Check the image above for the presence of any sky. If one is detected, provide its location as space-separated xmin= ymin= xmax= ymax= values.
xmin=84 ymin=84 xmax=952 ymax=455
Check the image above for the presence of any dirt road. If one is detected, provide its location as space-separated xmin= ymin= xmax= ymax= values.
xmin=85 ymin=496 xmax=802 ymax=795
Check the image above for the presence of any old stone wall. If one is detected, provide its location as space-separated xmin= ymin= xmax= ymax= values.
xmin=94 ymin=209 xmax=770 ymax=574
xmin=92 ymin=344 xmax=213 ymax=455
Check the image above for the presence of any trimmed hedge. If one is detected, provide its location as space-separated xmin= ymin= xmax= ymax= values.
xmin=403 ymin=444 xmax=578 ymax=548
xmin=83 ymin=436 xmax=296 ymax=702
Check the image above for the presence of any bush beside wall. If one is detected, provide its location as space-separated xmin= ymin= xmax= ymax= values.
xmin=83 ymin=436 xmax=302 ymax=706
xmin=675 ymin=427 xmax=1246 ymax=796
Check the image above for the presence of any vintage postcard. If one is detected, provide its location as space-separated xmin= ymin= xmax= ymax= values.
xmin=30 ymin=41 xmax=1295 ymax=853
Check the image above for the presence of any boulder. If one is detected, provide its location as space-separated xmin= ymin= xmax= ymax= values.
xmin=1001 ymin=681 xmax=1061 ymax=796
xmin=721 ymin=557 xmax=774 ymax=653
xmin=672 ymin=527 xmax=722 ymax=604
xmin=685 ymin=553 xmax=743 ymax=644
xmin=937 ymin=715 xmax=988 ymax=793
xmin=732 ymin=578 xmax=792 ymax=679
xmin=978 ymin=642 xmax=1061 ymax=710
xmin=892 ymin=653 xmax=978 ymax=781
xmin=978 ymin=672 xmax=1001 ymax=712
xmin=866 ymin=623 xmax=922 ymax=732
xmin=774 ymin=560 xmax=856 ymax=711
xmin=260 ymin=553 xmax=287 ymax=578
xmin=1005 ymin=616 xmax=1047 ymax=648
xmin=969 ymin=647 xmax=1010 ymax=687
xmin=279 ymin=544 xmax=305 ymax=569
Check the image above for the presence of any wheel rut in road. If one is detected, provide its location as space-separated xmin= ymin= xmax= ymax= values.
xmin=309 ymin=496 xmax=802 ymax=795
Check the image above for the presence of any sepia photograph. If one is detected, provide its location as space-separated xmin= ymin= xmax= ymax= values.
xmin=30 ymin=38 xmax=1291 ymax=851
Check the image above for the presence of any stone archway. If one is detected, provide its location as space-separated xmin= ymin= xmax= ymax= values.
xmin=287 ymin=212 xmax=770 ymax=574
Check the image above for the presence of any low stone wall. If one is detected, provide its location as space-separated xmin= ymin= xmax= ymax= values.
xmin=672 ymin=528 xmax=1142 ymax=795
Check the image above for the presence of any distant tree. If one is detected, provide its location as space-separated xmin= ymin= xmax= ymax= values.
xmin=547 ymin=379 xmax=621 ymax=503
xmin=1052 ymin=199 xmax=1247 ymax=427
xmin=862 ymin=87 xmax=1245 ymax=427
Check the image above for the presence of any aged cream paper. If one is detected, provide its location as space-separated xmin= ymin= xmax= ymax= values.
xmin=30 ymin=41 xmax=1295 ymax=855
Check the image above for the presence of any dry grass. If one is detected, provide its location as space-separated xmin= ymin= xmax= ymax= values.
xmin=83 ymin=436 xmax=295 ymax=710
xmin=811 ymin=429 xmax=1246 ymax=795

CHALLENGE
Rewrite all the records above, replacing every occurrence of "is detected" with "is found" and leaving everything else untouched.

EXERCISE ANSWER
Check the image above for the presence of any sky. If one is found, provide its location as space-separated xmin= ymin= xmax= ymax= values.
xmin=84 ymin=84 xmax=952 ymax=455
Check the image above for the presence of any dirt road. If one is found, provide its location as space-separated xmin= ymin= xmax= ymax= values.
xmin=85 ymin=496 xmax=802 ymax=795
Check the image above for the presence of any old stone wall. If one is found, provide its location as space-separated xmin= ymin= xmax= ymax= values.
xmin=94 ymin=209 xmax=770 ymax=574
xmin=92 ymin=344 xmax=213 ymax=455
Check the image above for the presence of any trimmed hedge. If one is found, provide its location as space-separated xmin= ymin= xmax= ymax= values.
xmin=403 ymin=444 xmax=578 ymax=548
xmin=83 ymin=436 xmax=296 ymax=702
Check the image above for the presence of any bush beside wall. If one is found, provide its location as space-separated xmin= ymin= xmax= ymax= values.
xmin=83 ymin=436 xmax=302 ymax=706
xmin=675 ymin=427 xmax=1246 ymax=796
Check the image above for the presence of any vintage postcard. If one is found, provide its location as space-separated xmin= ymin= xmax= ymax= values.
xmin=30 ymin=41 xmax=1295 ymax=853
Check the image above for the presence of any boulder. If one is found, provide its location as space-separated xmin= ymin= xmax= ymax= values.
xmin=1001 ymin=681 xmax=1061 ymax=796
xmin=721 ymin=557 xmax=774 ymax=653
xmin=672 ymin=527 xmax=722 ymax=604
xmin=685 ymin=553 xmax=743 ymax=644
xmin=937 ymin=715 xmax=988 ymax=793
xmin=732 ymin=578 xmax=792 ymax=679
xmin=978 ymin=642 xmax=1061 ymax=710
xmin=892 ymin=653 xmax=978 ymax=781
xmin=978 ymin=672 xmax=1001 ymax=712
xmin=866 ymin=623 xmax=922 ymax=732
xmin=774 ymin=560 xmax=856 ymax=711
xmin=260 ymin=553 xmax=287 ymax=578
xmin=1005 ymin=616 xmax=1047 ymax=648
xmin=969 ymin=647 xmax=1010 ymax=687
xmin=279 ymin=544 xmax=305 ymax=569
Check the image above for the presence of any wheel rut in road. If one is found, provide its location as space-separated xmin= ymin= xmax= ymax= values.
xmin=309 ymin=496 xmax=802 ymax=795
Check the image above for the presence of any sepia photograph. If one is found, provide its location as space-separated xmin= ymin= xmax= ymax= values.
xmin=30 ymin=38 xmax=1291 ymax=851
Check the image above for the presence of any stone archway. If one is found, provide its location as space-separated xmin= ymin= xmax= ymax= values.
xmin=287 ymin=212 xmax=770 ymax=574
Check the image above for the presence of any low stone wall. If one is found, provide its location as space-separated xmin= ymin= xmax= ymax= values.
xmin=672 ymin=528 xmax=1142 ymax=795
Check the image above for the presence of any distant tree. If one is found, provide its location as space-separated xmin= ymin= xmax= ymax= values.
xmin=547 ymin=379 xmax=621 ymax=503
xmin=1052 ymin=199 xmax=1247 ymax=427
xmin=862 ymin=87 xmax=1245 ymax=427
Check the image above for the presence of any aged cream paper. If one is found, provide its location as space-separated xmin= ymin= xmax= ymax= values.
xmin=30 ymin=41 xmax=1295 ymax=855
Check the image above for the presence of any dry grass. If one is found, provide its location as space-separated xmin= ymin= xmax= ymax= values.
xmin=83 ymin=436 xmax=295 ymax=710
xmin=811 ymin=429 xmax=1246 ymax=795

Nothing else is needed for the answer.